%%

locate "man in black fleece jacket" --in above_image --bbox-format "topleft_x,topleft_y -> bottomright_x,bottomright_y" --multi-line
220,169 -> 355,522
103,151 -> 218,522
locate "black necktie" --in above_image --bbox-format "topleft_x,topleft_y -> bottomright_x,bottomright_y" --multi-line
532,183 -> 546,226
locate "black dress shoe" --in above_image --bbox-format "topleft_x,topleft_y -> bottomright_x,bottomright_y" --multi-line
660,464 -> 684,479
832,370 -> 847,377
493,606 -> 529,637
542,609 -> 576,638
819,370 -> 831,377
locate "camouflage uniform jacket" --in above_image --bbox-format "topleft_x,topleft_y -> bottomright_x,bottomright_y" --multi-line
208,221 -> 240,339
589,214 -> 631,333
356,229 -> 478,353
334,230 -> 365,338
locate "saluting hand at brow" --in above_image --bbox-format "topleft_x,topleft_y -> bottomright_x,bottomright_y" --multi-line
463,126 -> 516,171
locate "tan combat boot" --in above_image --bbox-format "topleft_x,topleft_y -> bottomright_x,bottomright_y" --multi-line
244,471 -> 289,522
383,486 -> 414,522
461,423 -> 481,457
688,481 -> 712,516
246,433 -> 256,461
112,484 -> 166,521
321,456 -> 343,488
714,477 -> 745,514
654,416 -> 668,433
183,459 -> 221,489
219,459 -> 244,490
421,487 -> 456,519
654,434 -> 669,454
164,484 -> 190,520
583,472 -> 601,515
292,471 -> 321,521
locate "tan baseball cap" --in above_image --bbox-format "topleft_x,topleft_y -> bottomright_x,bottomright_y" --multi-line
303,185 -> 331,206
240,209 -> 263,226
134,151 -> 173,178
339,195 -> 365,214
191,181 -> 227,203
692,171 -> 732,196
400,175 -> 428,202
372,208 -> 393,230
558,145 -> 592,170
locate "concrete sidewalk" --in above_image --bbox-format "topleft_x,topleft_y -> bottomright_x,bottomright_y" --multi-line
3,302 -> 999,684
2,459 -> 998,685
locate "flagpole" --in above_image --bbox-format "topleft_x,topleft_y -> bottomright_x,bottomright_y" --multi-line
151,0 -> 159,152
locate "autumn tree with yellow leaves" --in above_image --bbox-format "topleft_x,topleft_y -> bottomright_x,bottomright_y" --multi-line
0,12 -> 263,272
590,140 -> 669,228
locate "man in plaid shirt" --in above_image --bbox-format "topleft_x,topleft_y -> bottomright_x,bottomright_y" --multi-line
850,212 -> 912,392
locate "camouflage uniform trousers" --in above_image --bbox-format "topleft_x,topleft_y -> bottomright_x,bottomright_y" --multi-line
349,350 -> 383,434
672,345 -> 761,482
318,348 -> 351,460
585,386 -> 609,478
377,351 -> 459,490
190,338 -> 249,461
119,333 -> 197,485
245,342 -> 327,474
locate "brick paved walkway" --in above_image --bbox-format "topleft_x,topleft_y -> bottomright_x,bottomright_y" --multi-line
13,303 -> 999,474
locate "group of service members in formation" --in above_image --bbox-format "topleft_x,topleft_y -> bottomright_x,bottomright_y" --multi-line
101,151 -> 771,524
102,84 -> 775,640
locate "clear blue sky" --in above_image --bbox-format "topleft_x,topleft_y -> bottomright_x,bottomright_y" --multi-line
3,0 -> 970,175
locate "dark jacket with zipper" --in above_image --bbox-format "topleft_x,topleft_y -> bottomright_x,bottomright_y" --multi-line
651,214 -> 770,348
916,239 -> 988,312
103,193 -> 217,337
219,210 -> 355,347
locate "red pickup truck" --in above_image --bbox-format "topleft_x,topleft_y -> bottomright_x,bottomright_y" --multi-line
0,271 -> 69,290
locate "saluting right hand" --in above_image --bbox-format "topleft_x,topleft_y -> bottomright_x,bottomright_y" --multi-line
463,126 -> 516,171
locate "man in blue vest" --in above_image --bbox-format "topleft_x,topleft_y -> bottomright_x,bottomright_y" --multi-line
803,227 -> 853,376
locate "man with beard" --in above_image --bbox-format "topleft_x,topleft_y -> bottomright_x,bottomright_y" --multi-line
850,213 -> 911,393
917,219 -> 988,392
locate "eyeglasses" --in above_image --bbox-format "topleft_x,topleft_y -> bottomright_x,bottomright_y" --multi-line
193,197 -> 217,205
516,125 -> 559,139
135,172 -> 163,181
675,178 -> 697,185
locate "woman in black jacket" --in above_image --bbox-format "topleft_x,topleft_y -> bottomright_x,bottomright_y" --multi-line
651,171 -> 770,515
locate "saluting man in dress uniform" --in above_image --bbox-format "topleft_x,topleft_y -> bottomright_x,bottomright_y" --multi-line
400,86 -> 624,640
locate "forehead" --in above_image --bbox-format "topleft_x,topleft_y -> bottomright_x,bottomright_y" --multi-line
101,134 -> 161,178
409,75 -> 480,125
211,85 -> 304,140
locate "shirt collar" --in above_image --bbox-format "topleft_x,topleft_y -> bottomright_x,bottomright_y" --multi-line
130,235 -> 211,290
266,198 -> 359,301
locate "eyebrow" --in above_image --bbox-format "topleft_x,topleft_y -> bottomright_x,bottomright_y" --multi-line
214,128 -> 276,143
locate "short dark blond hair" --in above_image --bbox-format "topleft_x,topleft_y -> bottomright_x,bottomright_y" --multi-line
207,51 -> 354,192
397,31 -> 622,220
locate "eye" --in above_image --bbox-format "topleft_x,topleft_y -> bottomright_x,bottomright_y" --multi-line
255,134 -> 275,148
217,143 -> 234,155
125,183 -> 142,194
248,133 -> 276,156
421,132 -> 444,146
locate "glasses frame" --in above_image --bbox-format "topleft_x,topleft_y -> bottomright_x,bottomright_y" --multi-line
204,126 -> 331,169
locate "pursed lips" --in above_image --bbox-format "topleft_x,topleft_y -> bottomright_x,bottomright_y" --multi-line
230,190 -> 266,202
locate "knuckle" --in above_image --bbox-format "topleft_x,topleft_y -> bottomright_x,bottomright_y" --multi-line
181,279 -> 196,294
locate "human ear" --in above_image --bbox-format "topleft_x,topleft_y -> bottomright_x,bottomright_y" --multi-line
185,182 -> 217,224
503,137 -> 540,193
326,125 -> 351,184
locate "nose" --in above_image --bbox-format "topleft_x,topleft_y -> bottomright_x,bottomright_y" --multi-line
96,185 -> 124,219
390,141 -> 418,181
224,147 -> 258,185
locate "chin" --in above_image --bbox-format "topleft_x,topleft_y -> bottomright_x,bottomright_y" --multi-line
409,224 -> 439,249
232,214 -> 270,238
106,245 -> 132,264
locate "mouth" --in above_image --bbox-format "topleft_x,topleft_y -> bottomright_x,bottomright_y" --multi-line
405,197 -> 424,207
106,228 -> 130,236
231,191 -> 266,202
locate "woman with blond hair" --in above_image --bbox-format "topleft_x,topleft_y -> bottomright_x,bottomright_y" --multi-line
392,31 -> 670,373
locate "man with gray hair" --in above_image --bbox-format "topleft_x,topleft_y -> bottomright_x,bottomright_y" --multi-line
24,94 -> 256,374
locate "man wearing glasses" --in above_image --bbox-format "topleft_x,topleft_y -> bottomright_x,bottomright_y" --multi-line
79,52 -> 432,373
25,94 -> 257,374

%%

ACTIVITY -
All of the records above need to be copied exactly.

REPLY -
locate "man in black fleece jacket" --in above_image --bbox-format "topleft_x,topleft_y -> bottomright_x,bottomright_y" --multi-line
220,169 -> 355,522
103,151 -> 218,522
locate "black necktie" --in above_image --bbox-format "topleft_x,topleft_y -> bottomright_x,bottomright_y" --multi-line
532,183 -> 546,226
locate "black dress shoe" --in above_image --bbox-format "topleft_x,topleft_y -> bottomright_x,bottomright_y" --multi-line
660,464 -> 684,479
832,370 -> 847,377
493,606 -> 529,637
542,609 -> 576,638
819,370 -> 831,377
locate "camouflage uniform jacket" --in above_image --bbox-format "topleft_x,topleft_y -> bottomright_x,bottomright_y" --multi-line
208,221 -> 240,339
589,214 -> 631,333
356,229 -> 478,353
334,230 -> 365,338
locate "saluting hand at brow" --in above_image --bbox-format "topleft_x,topleft_y -> bottomright_x,bottomright_y" --multi-line
463,126 -> 516,171
locate "tan combat boot" --in above_image --bbox-format "topleft_x,topleft_y -> bottomright_x,bottomright_y" --multi-line
244,471 -> 289,522
383,486 -> 414,522
461,423 -> 481,457
688,481 -> 712,516
246,433 -> 256,461
112,484 -> 166,521
321,456 -> 343,488
714,477 -> 745,514
654,416 -> 668,433
183,459 -> 221,489
219,459 -> 244,490
421,487 -> 456,519
654,434 -> 669,454
164,484 -> 190,520
583,472 -> 601,515
292,471 -> 321,521
locate "tan baseball cap" --in above_image --bbox-format "topleft_x,topleft_y -> bottomright_x,bottomright_y" --multi-line
303,185 -> 331,206
240,209 -> 263,226
134,151 -> 173,178
339,195 -> 365,214
191,181 -> 227,203
692,171 -> 732,196
400,175 -> 428,202
372,208 -> 393,230
558,145 -> 592,170
locate "concrete sidewalk" --in above_image --bbox-format "topleft_x,topleft_y -> bottomright_x,bottomright_y" --multi-line
3,302 -> 999,684
2,459 -> 998,685
locate "flagpole" --in above_image --bbox-format "topleft_x,topleft_y -> bottomright_x,bottomright_y" --multi-line
151,0 -> 159,152
locate "autumn tree with yellow leaves" --in above_image --bbox-format "topleft_x,topleft_y -> bottomright_x,bottomright_y" --multi-line
0,12 -> 263,272
590,140 -> 669,228
locate "man in plaid shirt" --in above_image --bbox-format "topleft_x,topleft_y -> bottomright_x,bottomright_y" --multi-line
850,212 -> 912,392
locate "camouflage uniform trousers" --in above_image --bbox-format "topleft_x,topleft_y -> bottomright_x,bottomright_y" --multi-line
349,350 -> 383,434
672,345 -> 761,482
318,348 -> 351,460
585,386 -> 609,478
377,351 -> 459,490
190,338 -> 249,461
119,333 -> 197,485
245,342 -> 327,474
locate "brick paved walkway" --in above_image --bbox-format "topleft_x,topleft_y -> bottomright_x,bottomright_y" --multi-line
13,303 -> 999,474
locate "group of service members in formation" --in above_image --bbox-format "topleft_x,topleft_y -> bottomright_x,bottomright_y" --multi-line
101,151 -> 771,524
102,84 -> 775,640
locate "clear blue sky" --in above_image --bbox-format "topleft_x,topleft_y -> bottomright_x,bottomright_y" --multi-line
3,0 -> 970,175
locate "dark jacket with zipper" --in above_image --bbox-format "topleft_x,topleft_y -> bottomright_x,bottomright_y" --multi-line
651,214 -> 770,348
916,239 -> 988,312
103,193 -> 217,337
219,210 -> 355,347
locate "red pickup truck" --in above_image --bbox-format "topleft_x,topleft_y -> bottomright_x,bottomright_y" --multi-line
0,271 -> 69,290
locate "saluting right hand" --in above_image --bbox-format "topleft_x,topleft_y -> bottomright_x,bottomright_y" --multi-line
463,126 -> 516,171
locate "man in blue vest" --in above_image --bbox-format "topleft_x,topleft_y -> bottomright_x,bottomright_y" --multi-line
803,227 -> 853,376
locate "man with beard" --in above_image --bbox-format "topleft_x,topleft_y -> bottomright_x,bottomright_y" --multi-line
850,213 -> 911,393
917,219 -> 988,392
locate "eyeglasses" --in above_image --bbox-format "topleft_x,topleft_y -> bottomright_x,bottomright_y" --multi-line
193,197 -> 217,205
516,125 -> 559,139
135,172 -> 163,181
675,178 -> 697,185
locate "woman in black jacket" --in above_image --bbox-format "topleft_x,topleft_y -> bottomright_x,bottomright_y" --multi-line
651,171 -> 770,515
locate "saluting man in dress uniform" --in above_image --bbox-format "topleft_x,topleft_y -> bottomright_x,bottomright_y" --multi-line
400,86 -> 624,640
locate "forehead" --in above_image --bbox-format "topleft_x,topleft_y -> bottomright_x,bottomright_y" --multi-line
101,134 -> 161,178
409,75 -> 480,125
211,85 -> 304,140
locate "shirt collar" --in above_image --bbox-format "topleft_x,topleft_y -> bottomright_x,bottomright_y" --multi-line
130,235 -> 211,290
266,198 -> 359,301
locate "eyebrow" --in above_image --bbox-format "topleft_x,topleft_y -> bottomright_x,bottomright_y" --multi-line
214,128 -> 276,143
locate "short dark blond hair" --in above_image --bbox-format "topleft_x,topleft_y -> bottomright_x,bottomright_y" --multi-line
207,51 -> 354,192
397,31 -> 622,220
locate "eye" --in above_image --bbox-format "topleft_x,topleft_y -> bottomright_x,bottomright_y" --multi-line
255,134 -> 275,148
217,143 -> 234,155
125,183 -> 142,194
248,133 -> 276,156
421,132 -> 444,146
locate "glasses frame" --in above_image --bbox-format "topleft_x,topleft_y -> bottomright_x,bottomright_y" --multi-line
204,126 -> 331,169
locate "pursed lips" --in above_image --bbox-format "topleft_x,topleft_y -> bottomright_x,bottomright_y" --multi-line
230,190 -> 266,202
locate "knuckle" --in above_image --bbox-format "topleft_x,topleft_y -> bottomright_x,bottomright_y" --multi-line
181,279 -> 196,294
locate "human ear" --in above_image --bbox-format "topleft_x,topleft_y -> bottomright_x,bottomright_y" --multi-line
185,182 -> 217,224
503,137 -> 540,193
326,125 -> 351,184
locate "nose" --in above_image --bbox-format "topleft_x,topleft_y -> bottomright_x,bottomright_y" --multi-line
96,185 -> 124,219
390,141 -> 418,181
224,147 -> 258,185
locate "chin" --in above_image --bbox-format "topleft_x,topleft_y -> bottomright_x,bottomright_y" --multi-line
409,224 -> 439,249
232,214 -> 270,238
106,245 -> 132,264
locate "mouth" --in above_image --bbox-format "topleft_x,topleft_y -> bottomright_x,bottomright_y" --multi-line
405,197 -> 424,207
106,228 -> 130,236
231,191 -> 266,202
locate "woman with blond hair" --in above_image --bbox-format "topleft_x,topleft_y -> bottomright_x,bottomright_y" --multi-line
392,31 -> 670,373
locate "man with gray hair" --in above_image --bbox-format "topleft_x,topleft_y -> bottomright_x,bottomright_y" --multi-line
24,94 -> 256,374
locate "man wearing glasses" --in above_image --bbox-format "topleft_x,topleft_y -> bottomright_x,bottomright_y" --multi-line
79,52 -> 432,373
25,94 -> 257,374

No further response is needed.